--- THE INPUT ---
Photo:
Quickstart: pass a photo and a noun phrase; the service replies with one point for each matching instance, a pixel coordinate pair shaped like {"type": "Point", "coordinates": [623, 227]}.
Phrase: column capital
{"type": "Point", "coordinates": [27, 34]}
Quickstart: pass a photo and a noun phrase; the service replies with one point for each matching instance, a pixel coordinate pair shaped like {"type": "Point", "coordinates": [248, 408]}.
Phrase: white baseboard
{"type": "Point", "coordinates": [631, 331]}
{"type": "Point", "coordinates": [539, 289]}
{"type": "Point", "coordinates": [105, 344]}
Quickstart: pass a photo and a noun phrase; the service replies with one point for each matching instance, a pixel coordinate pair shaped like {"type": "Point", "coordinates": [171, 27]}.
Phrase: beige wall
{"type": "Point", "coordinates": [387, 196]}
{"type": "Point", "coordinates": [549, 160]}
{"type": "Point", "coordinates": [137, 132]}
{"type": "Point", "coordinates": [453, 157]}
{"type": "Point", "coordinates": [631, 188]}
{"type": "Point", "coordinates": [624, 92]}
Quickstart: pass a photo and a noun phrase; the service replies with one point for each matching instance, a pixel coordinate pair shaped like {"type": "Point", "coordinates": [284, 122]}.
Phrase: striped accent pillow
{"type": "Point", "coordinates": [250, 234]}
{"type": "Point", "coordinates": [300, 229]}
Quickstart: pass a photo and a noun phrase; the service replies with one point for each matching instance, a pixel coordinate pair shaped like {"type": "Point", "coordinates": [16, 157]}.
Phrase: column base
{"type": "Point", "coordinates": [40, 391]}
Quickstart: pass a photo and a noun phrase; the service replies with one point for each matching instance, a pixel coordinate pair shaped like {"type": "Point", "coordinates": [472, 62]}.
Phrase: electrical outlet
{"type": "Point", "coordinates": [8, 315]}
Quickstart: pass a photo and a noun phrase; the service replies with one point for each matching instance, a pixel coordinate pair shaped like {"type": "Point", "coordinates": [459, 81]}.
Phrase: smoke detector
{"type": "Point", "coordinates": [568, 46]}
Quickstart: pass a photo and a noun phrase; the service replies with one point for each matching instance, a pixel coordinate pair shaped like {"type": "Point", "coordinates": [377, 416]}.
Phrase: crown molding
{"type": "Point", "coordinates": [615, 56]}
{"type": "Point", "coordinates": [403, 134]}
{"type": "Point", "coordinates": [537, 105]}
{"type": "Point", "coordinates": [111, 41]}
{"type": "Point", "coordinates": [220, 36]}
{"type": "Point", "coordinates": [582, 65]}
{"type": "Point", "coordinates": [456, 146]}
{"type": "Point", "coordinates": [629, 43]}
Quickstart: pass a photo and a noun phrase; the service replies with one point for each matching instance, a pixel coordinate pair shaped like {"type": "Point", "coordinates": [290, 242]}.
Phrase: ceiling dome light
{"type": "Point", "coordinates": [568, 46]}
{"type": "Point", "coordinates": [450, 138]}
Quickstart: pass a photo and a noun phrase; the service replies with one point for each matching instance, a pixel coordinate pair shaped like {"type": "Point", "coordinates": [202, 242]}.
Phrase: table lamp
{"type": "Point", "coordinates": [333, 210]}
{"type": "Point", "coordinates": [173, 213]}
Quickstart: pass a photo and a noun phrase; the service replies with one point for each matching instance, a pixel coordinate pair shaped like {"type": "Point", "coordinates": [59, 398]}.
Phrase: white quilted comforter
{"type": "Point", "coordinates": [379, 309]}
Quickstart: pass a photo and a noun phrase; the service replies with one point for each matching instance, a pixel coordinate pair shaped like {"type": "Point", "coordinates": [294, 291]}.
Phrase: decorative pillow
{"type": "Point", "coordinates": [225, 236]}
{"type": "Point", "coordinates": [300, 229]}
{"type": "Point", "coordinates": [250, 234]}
---
(REQUEST): Which lines in the records above contain the string "pillow", with case counting? Find them and copy each one.

(WORKED SOLUTION):
Phrase: striped accent pillow
Phrase: decorative pillow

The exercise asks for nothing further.